* [Input for this task]:
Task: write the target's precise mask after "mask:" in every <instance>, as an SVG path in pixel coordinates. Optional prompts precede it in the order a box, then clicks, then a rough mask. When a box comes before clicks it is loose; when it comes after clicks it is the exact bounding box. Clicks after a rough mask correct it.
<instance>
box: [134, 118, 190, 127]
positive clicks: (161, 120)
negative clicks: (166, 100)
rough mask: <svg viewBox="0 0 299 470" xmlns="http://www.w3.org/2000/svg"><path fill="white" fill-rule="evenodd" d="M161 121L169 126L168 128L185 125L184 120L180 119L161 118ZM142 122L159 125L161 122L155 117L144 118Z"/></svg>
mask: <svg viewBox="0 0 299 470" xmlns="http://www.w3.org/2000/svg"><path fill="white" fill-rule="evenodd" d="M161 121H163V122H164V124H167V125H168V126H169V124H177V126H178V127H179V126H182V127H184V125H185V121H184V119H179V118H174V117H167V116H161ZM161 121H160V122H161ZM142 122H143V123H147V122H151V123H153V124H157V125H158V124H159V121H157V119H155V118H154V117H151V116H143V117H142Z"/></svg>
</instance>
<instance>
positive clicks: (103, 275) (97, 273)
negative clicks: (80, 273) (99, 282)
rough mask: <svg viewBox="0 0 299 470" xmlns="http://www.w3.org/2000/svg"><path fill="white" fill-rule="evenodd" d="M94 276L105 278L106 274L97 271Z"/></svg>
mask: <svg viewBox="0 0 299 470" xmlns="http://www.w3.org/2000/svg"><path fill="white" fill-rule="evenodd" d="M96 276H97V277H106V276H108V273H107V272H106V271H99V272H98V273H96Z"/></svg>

* [Exercise brief]:
Write out all the items above again, line for line, with every character unchanged.

* [Result for this task]:
Task: write the target's precise mask after "mask:" in every <instance>, as an SVG path in pixel coordinates. Optional prompts precede it in the order a box, then clicks, then a rough mask. When a box comes before clicks it is loose; when it comes after clicks it is the exact bounding box. Clicks after a rough mask correct it.
<instance>
box: [134, 118, 190, 127]
positive clicks: (161, 120)
negative clicks: (166, 100)
rough mask: <svg viewBox="0 0 299 470" xmlns="http://www.w3.org/2000/svg"><path fill="white" fill-rule="evenodd" d="M161 121L169 126L168 128L185 125L184 120L180 119L161 118ZM142 122L159 125L161 122L155 117L144 118Z"/></svg>
mask: <svg viewBox="0 0 299 470" xmlns="http://www.w3.org/2000/svg"><path fill="white" fill-rule="evenodd" d="M161 121H163V122H164V124H167V125H168V126H169V124H177V126H178V127H179V126H182V127H184V125H185V121H184V119H179V118H174V117H167V116H161ZM161 121H160V122H161ZM142 122H143V123H147V122H151V123H153V124H157V125H158V124H159V121H157V119H155V118H154V117H151V116H143V117H142Z"/></svg>
</instance>
<instance>
positive clicks: (103, 275) (97, 273)
negative clicks: (80, 273) (99, 282)
rough mask: <svg viewBox="0 0 299 470" xmlns="http://www.w3.org/2000/svg"><path fill="white" fill-rule="evenodd" d="M94 276L105 278L106 274L97 271Z"/></svg>
mask: <svg viewBox="0 0 299 470" xmlns="http://www.w3.org/2000/svg"><path fill="white" fill-rule="evenodd" d="M96 276H97V277H106V276H108V273H107V272H106V271H99V272H98V273H96Z"/></svg>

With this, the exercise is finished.